### [Extrahierter Text]
########

Wie schwierig es ist, über „Public Value“ von Medien, also ihren öffentlichen Nutzen, zu diskutieren, wurde bei der Medienenquete deutlich: Jeder versteht etwas anderes darunter. Dabei ist der „Public Value“ nicht nur die Existenzberechtigung des ORF – an ihm wollen auch Privatsender gemessen (und dafür gefördert) werden. Wir haben uns am Rande der Enquete umgehört, was so alles im Fernsehen von Wert ist . . .

Information & Dokus

Eine gesunde Demokratie braucht kritische, qualitätsvolle, objektive Nachrichtensendungen – da war man sich einig. Die „ZiB2“ etwa ist auch für Markus Breitenecker vom privaten Sender Pro7Sat1Puls4 „das, was ich am Abend im ORF am liebsten schaue – nicht nur wegen Armin Wolf“. Dessen Putin-Interview gilt einhellig als gutes Beispiel für journalistische Qualität. Im eigenen Programm schaut Breitenecker „Pro und Contra“ mit Corinna Milborn, „weil ich sie für die beste Journalistin Österreichs halte“. Auch Verleger-Präsident Thomas Kralinger outet sich als News-Junkie, schaut „ZiB2“ und Dokus auf N24 und N-TV und liebt es, „wenn Meinung und Fakten klar getrennt sind“. Mit dem Begriff „Public Value“ hat er Probleme, „weil Value in der Finanzwirtschaft von Bedeutung ist – wir reden aber von gesellschafts-, kultur- und demokratiepolitischen Werten“.

########

### [Aufgabe A]
Gib die folgenden Einträge vollständig und Zeile für Zeile unverändert wieder.
Der Text und die Einträge haben nichts miteinander zu tun.

########

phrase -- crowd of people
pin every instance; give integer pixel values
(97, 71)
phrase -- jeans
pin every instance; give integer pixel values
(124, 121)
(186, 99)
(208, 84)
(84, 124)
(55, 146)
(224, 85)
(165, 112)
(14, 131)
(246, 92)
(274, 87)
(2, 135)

########

### [Aufgabe B]
Beantworte kurz diese Fragen zum Text über den öffentlichen Nutzen von Medien:
(i) Wen hält Markus Breitenecker für die beste Journalistin Österreichs?
(ii) Welches Interview von Armin Wolf gilt als gutes Beispiel für journalistische Qualität?
(iii) Auf welchen Sendern schaut Thomas Kralinger Dokus?

### [Antwort A]
phrase -- crowd of people
pin every instance; give integer pixel values
(97, 71)
phrase -- jeans
pin every instance; give integer pixel values
(124, 121)
(186, 99)
(208, 84)
(84, 124)
(55, 146)
(224, 85)
(165, 112)
(14, 131)
(246, 92)
(274, 87)
(2, 135)

### [Antwort B]
(i) Corinna Milborn
(ii) Sein Putin-Interview
(iii) Auf N24 und N-TV